- Opening Delimiter -
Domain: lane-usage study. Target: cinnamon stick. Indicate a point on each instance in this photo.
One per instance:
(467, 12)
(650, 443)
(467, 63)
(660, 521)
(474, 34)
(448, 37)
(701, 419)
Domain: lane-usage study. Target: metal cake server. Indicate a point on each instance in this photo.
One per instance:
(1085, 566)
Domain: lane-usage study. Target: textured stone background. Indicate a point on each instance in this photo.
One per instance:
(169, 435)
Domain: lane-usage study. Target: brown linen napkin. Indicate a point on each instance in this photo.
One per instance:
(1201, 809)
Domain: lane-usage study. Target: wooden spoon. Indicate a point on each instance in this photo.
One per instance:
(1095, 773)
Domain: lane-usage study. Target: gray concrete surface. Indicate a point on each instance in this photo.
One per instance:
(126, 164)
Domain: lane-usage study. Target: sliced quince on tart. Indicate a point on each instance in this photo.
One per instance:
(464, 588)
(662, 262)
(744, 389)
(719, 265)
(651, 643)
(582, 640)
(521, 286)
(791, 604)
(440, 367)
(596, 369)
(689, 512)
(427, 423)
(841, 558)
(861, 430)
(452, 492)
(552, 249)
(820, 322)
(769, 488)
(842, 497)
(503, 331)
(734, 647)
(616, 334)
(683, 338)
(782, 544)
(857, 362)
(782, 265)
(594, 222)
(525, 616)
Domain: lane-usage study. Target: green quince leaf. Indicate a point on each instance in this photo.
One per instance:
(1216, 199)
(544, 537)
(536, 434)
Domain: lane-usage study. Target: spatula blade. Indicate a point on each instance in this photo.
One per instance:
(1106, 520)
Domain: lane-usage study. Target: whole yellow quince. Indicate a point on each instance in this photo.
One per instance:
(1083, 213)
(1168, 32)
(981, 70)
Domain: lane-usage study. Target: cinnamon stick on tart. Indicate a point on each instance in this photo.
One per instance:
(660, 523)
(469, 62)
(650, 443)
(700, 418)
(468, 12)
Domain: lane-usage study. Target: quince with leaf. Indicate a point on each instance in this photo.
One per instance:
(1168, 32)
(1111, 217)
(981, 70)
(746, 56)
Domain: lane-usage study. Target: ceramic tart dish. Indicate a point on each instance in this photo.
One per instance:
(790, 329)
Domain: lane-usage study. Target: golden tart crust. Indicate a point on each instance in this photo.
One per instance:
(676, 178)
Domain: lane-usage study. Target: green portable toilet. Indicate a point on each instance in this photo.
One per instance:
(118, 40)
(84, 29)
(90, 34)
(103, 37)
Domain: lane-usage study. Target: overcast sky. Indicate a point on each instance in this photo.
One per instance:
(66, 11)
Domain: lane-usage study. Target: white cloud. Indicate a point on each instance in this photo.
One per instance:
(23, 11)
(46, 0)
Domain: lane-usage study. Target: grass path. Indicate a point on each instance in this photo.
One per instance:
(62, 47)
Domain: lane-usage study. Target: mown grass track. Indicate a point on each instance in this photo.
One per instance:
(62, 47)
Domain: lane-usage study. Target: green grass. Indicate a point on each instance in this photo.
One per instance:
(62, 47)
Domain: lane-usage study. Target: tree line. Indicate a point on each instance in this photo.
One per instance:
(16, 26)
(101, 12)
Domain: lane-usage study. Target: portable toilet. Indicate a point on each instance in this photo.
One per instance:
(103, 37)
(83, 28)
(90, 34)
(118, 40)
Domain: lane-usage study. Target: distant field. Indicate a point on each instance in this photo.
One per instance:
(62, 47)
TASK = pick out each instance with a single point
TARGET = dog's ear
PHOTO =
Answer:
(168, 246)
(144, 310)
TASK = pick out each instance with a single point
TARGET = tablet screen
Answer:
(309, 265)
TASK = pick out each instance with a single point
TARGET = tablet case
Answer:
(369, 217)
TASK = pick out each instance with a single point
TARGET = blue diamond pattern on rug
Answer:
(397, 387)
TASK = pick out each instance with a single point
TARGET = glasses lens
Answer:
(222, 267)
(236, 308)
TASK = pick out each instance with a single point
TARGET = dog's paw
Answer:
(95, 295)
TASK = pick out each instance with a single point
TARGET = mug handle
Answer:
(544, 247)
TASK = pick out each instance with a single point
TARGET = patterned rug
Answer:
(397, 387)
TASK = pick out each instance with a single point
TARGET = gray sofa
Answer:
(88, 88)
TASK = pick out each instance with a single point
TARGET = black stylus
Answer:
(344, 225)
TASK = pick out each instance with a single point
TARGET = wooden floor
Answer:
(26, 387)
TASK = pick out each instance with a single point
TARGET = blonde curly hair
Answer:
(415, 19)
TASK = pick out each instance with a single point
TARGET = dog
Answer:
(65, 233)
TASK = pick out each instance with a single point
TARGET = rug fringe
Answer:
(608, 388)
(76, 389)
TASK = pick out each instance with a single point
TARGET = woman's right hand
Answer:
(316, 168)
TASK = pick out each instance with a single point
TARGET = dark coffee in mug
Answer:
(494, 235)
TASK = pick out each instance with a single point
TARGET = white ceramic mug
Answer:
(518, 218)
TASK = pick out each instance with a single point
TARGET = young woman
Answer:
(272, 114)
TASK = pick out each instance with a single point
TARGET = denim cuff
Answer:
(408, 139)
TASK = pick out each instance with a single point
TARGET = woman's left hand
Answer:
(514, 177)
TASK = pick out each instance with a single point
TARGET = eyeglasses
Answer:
- Closing Delimiter -
▶ _Activity_
Which lines above contain the word "cinnamon"? Copy each of them.

▶ _Response box_
Domain: lane-usage study. Target: cinnamon stick. Indicate a point on each instance in this photo.
Domain: lane-usage study. Target: cinnamon stick on tart. Indicate a point on each instance in this photo.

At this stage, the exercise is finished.